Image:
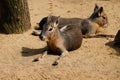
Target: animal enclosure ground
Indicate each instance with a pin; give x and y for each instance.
(97, 59)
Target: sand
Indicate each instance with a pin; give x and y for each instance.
(97, 59)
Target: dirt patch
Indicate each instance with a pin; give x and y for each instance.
(97, 59)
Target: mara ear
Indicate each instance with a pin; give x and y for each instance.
(49, 18)
(96, 8)
(57, 20)
(100, 11)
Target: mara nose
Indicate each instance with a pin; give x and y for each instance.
(42, 37)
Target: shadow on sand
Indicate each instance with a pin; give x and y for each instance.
(116, 48)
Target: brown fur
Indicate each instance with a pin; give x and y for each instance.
(61, 42)
(89, 26)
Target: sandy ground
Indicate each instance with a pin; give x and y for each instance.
(97, 59)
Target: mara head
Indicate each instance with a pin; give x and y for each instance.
(49, 27)
(99, 16)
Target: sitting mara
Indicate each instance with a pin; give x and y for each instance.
(60, 42)
(89, 26)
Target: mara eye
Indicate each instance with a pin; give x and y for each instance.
(103, 17)
(50, 29)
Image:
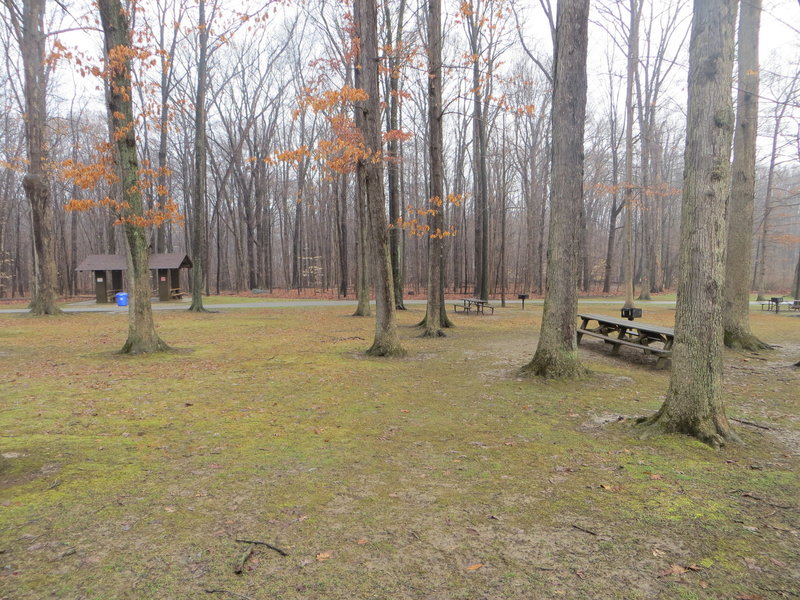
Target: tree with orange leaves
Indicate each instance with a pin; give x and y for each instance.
(119, 161)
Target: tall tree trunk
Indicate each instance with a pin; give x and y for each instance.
(363, 308)
(394, 164)
(142, 336)
(199, 246)
(436, 318)
(480, 188)
(31, 38)
(694, 403)
(556, 355)
(736, 314)
(387, 342)
(761, 268)
(633, 60)
(341, 232)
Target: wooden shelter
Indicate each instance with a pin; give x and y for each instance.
(166, 274)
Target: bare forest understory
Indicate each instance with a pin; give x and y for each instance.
(267, 457)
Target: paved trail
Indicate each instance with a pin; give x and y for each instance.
(90, 306)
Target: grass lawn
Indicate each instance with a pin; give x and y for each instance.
(443, 475)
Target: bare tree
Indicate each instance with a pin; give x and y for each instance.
(736, 315)
(370, 170)
(435, 316)
(694, 404)
(556, 355)
(27, 23)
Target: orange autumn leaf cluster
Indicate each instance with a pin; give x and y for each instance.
(330, 99)
(101, 172)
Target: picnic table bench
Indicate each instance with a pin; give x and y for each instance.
(776, 303)
(653, 339)
(467, 304)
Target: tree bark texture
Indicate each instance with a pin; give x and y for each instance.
(199, 246)
(633, 61)
(31, 37)
(694, 403)
(736, 313)
(142, 336)
(387, 342)
(436, 315)
(394, 163)
(556, 355)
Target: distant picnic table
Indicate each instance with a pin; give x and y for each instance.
(653, 339)
(467, 305)
(776, 302)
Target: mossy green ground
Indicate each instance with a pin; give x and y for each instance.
(442, 475)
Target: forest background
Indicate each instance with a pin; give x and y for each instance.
(279, 209)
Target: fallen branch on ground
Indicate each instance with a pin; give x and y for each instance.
(243, 559)
(743, 422)
(270, 546)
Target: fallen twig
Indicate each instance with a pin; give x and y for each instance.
(243, 597)
(579, 528)
(270, 546)
(243, 559)
(743, 422)
(782, 592)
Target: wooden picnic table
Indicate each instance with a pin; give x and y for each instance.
(467, 304)
(776, 303)
(653, 339)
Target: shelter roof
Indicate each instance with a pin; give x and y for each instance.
(116, 262)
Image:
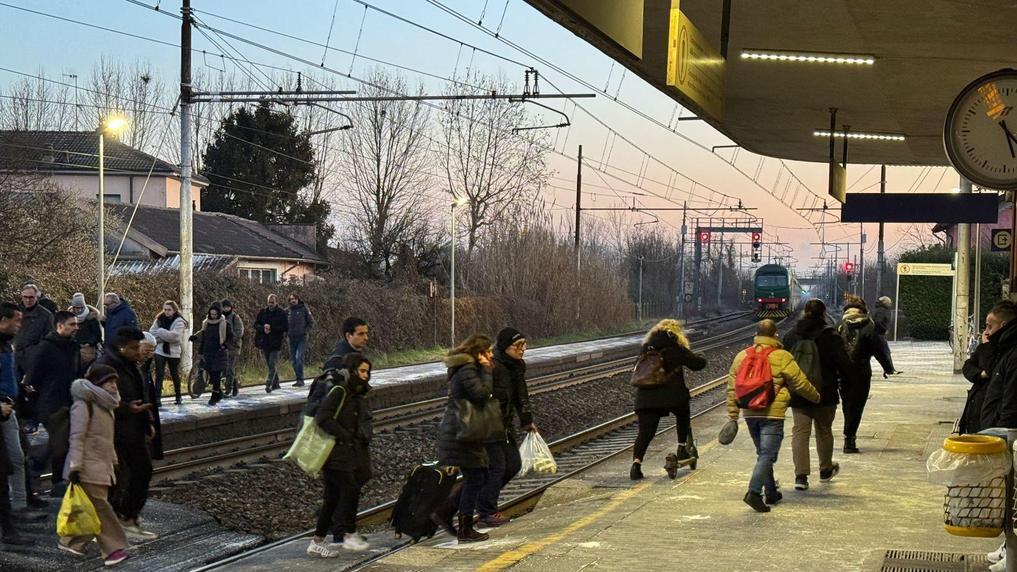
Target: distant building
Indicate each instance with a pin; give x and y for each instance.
(70, 160)
(224, 243)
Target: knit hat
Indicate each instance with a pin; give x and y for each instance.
(100, 374)
(506, 337)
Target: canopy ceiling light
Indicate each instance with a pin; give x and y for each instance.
(861, 135)
(808, 57)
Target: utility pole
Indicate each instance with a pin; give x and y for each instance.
(186, 206)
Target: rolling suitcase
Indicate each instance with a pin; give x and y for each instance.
(427, 487)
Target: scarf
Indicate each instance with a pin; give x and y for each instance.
(222, 328)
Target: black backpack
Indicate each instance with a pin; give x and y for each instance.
◇ ◇ ◇ ◇ ◇
### Written problem
Please recast the records as a Markdown table with the columns No. and Text, starting with the line that contains "Target: rolling suitcase" and going on through the end of the records. Number each row and leave out blank lines.

### Answer in full
| No. | Text |
|---|---|
| 1 | Target: rolling suitcase |
| 2 | Indicate each instance with a pin; give x and y for each instance. |
| 3 | (427, 487) |
| 4 | Target: scarf |
| 5 | Indicate each instance with a pin; give x and y for each instance. |
| 6 | (222, 328) |
| 7 | Target: black backpack |
| 8 | Indicate each instance with a pin; give x and y for each instance. |